* Exercise directions: Please set down, exactly, the line with "In this photo, point at the slatted" and all lines that follow it through the end of the records below.

..........

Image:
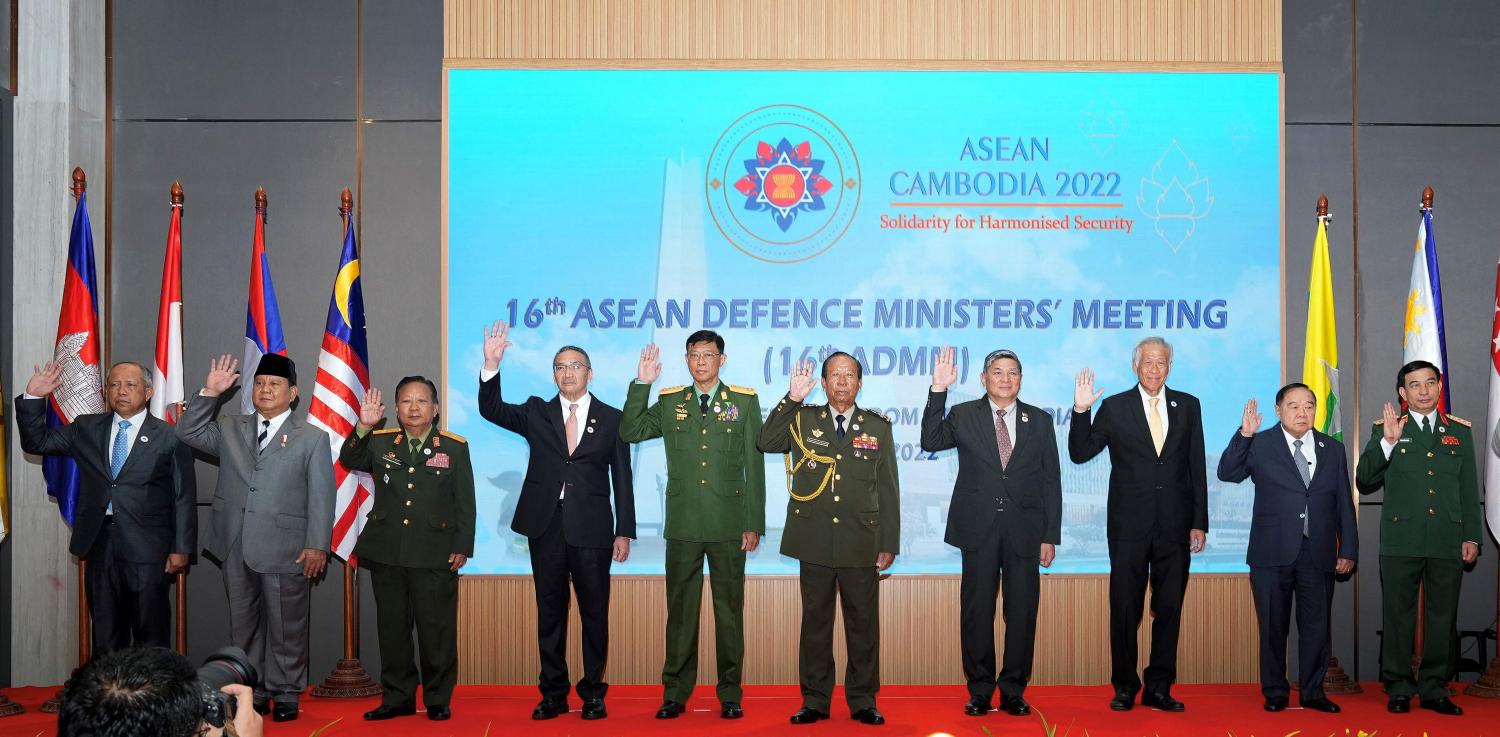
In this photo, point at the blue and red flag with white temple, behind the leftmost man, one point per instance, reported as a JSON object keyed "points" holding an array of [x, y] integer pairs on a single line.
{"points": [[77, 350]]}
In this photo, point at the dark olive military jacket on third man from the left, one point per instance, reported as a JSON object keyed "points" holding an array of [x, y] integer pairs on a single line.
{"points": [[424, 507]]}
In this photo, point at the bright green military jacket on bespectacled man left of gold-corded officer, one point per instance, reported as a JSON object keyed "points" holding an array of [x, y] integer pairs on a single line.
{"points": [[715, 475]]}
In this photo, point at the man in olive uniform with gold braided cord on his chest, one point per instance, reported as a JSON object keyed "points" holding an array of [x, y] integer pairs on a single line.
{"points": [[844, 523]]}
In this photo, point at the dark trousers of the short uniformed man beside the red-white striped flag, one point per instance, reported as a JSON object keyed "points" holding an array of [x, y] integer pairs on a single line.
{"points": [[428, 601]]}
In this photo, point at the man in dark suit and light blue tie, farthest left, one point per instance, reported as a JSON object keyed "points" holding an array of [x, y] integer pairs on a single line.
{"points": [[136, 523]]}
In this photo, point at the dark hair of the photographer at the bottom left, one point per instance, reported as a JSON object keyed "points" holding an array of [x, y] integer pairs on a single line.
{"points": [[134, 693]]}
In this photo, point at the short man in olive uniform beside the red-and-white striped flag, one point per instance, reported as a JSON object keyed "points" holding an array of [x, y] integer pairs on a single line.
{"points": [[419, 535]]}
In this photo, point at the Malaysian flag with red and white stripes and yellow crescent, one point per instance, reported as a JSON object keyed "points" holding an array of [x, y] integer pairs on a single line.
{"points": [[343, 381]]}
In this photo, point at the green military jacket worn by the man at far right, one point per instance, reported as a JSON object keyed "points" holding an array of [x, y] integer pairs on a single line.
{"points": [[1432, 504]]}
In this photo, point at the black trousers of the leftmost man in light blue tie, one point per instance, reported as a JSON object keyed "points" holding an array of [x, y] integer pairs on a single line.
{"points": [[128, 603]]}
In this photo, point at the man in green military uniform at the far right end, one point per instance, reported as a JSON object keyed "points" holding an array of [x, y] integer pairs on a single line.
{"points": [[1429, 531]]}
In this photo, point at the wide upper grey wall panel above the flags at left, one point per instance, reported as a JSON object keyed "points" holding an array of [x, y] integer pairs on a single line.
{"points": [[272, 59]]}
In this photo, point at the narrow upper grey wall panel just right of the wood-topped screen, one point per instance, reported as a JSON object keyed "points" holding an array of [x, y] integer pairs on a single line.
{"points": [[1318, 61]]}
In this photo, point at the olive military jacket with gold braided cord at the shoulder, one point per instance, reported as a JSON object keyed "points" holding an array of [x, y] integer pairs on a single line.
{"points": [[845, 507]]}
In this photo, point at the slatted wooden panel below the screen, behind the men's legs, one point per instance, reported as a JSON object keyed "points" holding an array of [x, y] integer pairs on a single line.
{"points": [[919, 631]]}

..........

* Answer to the exercise:
In this photo, point at the slatted wooden panel below the screen, behind the men's legs, one point per instance, reported as a JSON object keyed "points" holding an array of [x, y] integer pairs on a single line.
{"points": [[919, 631]]}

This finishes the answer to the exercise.